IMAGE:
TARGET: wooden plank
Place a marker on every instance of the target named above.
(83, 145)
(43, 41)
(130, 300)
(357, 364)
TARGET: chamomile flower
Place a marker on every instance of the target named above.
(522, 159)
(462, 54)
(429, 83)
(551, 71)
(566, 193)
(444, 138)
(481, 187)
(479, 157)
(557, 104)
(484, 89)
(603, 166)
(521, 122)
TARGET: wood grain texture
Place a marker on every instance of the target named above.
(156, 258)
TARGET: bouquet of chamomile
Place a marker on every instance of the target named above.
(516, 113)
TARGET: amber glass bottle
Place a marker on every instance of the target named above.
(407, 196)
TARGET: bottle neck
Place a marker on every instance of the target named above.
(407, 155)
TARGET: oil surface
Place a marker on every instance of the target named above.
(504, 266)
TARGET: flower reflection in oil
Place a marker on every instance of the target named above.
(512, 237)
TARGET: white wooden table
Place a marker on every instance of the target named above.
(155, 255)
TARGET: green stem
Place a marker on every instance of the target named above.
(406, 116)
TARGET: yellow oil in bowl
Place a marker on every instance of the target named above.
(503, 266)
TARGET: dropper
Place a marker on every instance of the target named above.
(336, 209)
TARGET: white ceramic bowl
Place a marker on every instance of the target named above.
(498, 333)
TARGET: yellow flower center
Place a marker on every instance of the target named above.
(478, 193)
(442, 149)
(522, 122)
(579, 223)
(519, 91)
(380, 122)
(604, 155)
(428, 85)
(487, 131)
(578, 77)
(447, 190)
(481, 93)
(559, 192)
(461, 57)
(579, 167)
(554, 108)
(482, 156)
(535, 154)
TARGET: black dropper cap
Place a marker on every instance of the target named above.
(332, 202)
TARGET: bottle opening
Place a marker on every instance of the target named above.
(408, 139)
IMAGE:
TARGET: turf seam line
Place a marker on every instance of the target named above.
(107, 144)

◇ ◇ ◇ ◇ ◇ ◇ ◇

▸ What the exercise asks: Rewrite all the entries above, changing "marker" to "pin" each time it appears and leaving everything else the same.

▸ Task solution:
IMAGE:
TARGET: wooden plank
Place a pin on every instance of the target named above.
(83, 145)
(43, 41)
(130, 300)
(357, 364)
TARGET: chamomile flower
Place a pin on every instance of the target named above.
(522, 159)
(462, 54)
(429, 83)
(551, 71)
(566, 193)
(444, 138)
(481, 187)
(479, 157)
(557, 104)
(484, 89)
(603, 166)
(521, 122)
TARGET: wood grain texture
Place a pin on every instance of the target named above.
(156, 258)
TARGET: bouquet of chamomile
Place a pin on every instance of the target named above.
(516, 113)
TARGET: amber glass bottle
Place a pin on every instance of the target named above.
(407, 196)
TARGET: bottle neck
Place a pin on every instance of the target named above.
(407, 155)
TARGET: oil surface
Place a pin on every instance of the target named above.
(504, 266)
TARGET: flower reflection in oil
Place a pin on every instance of the target named above.
(512, 237)
TARGET: white wooden table
Place a pin on every instance of the target named above.
(155, 255)
TARGET: green stem
Place a pin on every instance of the target named above.
(406, 116)
TARGET: yellow oil in bowl
Place a pin on every instance of the target named above.
(503, 266)
TARGET: dropper
Place a pin on every instance of the target named above.
(336, 209)
TARGET: white ceramic bowl
Place a pin on every instance of the target named above.
(498, 333)
TARGET: yellow flower center
Place a pin on every instance of the target named above.
(478, 193)
(442, 149)
(522, 122)
(579, 223)
(519, 91)
(380, 122)
(604, 155)
(428, 85)
(487, 131)
(578, 77)
(447, 190)
(481, 93)
(559, 192)
(461, 57)
(579, 167)
(554, 108)
(482, 156)
(535, 154)
TARGET: black dropper cap
Place a pin on every instance of the target named above.
(332, 202)
TARGET: bottle opening
Place a pin on every instance of the target named above.
(408, 139)
IMAGE:
TARGET: turf seam line
Place a pin on every instance of the target named above.
(107, 144)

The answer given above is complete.